Passage for review:
A co-writer reached out to meet for coffee this Saturday. And for a moment, I felt that old pull—the desire to reach back simply because someone reached out.

But then reality returned.

This is a man who worked closely with me on A Dance to Freedom.
A man who witnessed every line of truth written from my soul.
A man who helped polish my words about childhood trauma, repression, and the psychological roots of cruelty.

And yet, after all that, he still voted for this:

  • Torture at Alligator Alcatraz and Krome Detention Center

  • Policies built on dehumanization and state-sponsored violence

  • Leaders who scapegoat the most vulnerable to appease their own repressed hatred

Amnesty International just confirmed what many of us already knew:
Florida is committing human rights violations that amount to torture.

And millions still cheer for it.

I cannot reconcile with that—not from strangers, and certainly not from someone who once stood beside my work, pretending to understand it.

This is not about “different viewpoints.”
It is about choosing cruelty, even after being shown the truth.

As I wrote yesterday:

A person who votes for cruelty is telling you who they are, and what they have not healed.
You are not obligated to make peace with their repression.


Seeing the Red Flags Clearly Now

Looking back, I now see how early the signs appeared.

I once told my co-writer that major publishers prefer books written by charlatans—books that sell illusions rather than truth.
His response?

“It’s about business.”

A red flag.
A revelation.
A window into his inner world.

This was never about truth for him.
Not healing.
Not humanity.
Not the liberation of the emotional prisoner.

For him, it was about money, attention, the illusion of importance.

He can write beautiful sentences—but he cannot feel them.

And I no longer want my life’s work tied to someone who stands with cruelty while I stand with truth, healing, and emotional freedom.

That is why I have made my decision:
In 2026, on my birthday, I will republish A Dance to Freedom.
My work deserves to stand in the world untainted by anyone who supports systems of torture and repression.


The Illusion of Change in the People We Love

For years, I hoped a niece would grow with me, wake up with me, walk the path toward emotional freedom. She mimicked me, yes—but mimicry is not awakening.

People will imitate authenticity when they want the benefits of insight without the courage to face their own truth.

Most people don’t want healing.
They want distractions.
They want entertainment.
They want illusions.
They want scapegoats.

This is why Trump won.
He gave people what their repression demanded:
Someone to blame so they wouldn’t have to feel their own childhood pain.

I have learned the hard way:

I cannot save those who refuse to open their eyes.
I cannot carry those who refuse to feel.
I cannot wait for people who have no intention of waking up.

As Alice Miller wrote:

“If we hate hypocrisy, insincerity, and mendacity, then we grant ourselves the right to fight them wherever we can, or to withdraw from people who only trust in lies. But if we pretend that we are impervious to these things, then we are betraying ourselves.”

Extracted information:
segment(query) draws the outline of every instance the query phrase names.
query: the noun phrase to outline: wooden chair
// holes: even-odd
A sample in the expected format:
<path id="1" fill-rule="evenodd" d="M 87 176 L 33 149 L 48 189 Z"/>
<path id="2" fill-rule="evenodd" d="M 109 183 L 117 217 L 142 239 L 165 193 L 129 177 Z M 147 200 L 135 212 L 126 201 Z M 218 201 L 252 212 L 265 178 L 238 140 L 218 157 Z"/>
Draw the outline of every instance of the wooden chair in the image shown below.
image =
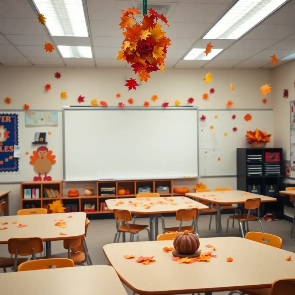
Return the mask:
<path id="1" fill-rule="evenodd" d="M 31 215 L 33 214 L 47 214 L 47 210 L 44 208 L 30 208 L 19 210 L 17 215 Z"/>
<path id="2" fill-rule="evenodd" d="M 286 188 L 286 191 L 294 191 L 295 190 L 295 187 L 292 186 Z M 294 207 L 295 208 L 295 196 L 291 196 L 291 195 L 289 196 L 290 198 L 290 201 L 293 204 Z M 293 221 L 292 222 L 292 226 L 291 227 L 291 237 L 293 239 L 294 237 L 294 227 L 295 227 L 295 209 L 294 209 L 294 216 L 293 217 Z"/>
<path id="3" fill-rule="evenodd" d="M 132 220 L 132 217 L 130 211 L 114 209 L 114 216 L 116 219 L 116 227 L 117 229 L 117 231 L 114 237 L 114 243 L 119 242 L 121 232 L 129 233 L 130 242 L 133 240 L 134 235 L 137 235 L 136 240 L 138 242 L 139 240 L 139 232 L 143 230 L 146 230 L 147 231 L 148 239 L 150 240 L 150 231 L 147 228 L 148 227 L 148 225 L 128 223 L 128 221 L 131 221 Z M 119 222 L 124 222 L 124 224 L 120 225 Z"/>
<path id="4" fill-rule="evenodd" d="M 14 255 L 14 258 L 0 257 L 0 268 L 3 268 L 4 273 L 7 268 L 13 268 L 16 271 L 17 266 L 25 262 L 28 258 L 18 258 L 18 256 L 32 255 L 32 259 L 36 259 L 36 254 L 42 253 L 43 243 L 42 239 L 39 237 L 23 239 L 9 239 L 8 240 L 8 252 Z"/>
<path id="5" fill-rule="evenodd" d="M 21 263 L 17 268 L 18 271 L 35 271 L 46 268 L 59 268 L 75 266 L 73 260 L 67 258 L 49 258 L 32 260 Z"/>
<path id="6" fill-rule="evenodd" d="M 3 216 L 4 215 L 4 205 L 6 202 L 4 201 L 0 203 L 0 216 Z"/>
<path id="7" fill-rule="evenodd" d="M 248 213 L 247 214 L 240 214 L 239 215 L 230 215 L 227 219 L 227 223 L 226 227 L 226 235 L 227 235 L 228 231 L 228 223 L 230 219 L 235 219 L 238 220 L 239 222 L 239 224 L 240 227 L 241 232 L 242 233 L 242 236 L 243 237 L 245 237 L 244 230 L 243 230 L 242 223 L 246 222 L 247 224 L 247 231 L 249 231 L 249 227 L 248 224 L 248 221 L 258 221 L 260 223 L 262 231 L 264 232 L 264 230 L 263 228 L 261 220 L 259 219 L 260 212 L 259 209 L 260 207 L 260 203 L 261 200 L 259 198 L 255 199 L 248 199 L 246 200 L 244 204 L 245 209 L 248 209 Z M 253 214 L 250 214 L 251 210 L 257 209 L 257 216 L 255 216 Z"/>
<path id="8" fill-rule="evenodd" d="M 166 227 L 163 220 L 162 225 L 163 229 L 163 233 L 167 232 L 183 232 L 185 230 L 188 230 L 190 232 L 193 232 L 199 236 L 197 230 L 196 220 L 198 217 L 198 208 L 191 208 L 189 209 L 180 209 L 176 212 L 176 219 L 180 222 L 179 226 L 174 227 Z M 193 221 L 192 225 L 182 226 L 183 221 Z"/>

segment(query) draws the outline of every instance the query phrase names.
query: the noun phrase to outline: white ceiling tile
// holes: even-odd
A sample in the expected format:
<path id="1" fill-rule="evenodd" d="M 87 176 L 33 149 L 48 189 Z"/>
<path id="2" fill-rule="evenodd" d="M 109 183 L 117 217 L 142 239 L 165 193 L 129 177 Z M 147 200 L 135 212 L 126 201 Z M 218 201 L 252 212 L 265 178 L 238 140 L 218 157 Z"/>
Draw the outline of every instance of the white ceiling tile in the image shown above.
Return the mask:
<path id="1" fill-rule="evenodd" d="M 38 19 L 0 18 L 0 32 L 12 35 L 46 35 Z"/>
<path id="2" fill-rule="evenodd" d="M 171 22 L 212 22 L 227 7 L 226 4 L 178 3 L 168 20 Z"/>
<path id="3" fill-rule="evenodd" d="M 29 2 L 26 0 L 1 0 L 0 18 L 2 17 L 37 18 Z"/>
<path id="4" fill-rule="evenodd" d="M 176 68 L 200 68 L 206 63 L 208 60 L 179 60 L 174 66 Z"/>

Actions to take:
1. Write out everything in the essay about breaking with the co-writer from "A person who" down to "rather than truth.", word for word.
2. Extend the essay about breaking with the co-writer by continuing it after its final sentence.

Task responses:
1.
A person who votes for cruelty is telling you who they are, and what they have not healed.
You are not obligated to make peace with their repression.


Seeing the Red Flags Clearly Now

Looking back, I now see how early the signs appeared.

I once told my co-writer that major publishers prefer books written by charlatans—books that sell illusions rather than truth.

2.
— Free From Lies, p. 55

I will no longer betray myself for people who choose blindness.


I No Longer Have Time to Waste

In 2022, I wrote a letter to my niece on my blog. I told her the truth with love:

“I wish things were different and that we had grown closer instead of apart.
But I no longer have time to waste waiting for others to mature into conscious adults.”

I waited more than 20 years for her to break free from her mother’s emotional prison.
But addiction to illusion is powerful.
The longing to be the “good child” is powerful.
The fear of confronting one’s childhood truth is powerful.

And so people repeat their tragedy instead of healing it.

They become like the very people who hurt them.
They reenact the same cruelty they once received.
They direct their hatred toward scapegoats rather than toward the source of their original wounds.

Alice Miller explains this perfectly:

“Repressed hatred cannot ever be resolved by scapegoating.”

This is why cruelty always returns to the sender.
This is why nations fall.
This is why families collapse.
This is why addicts stay addicted.
This is why America tortures migrants while pretending to fight “evil.”

Nothing changes until the truth is faced.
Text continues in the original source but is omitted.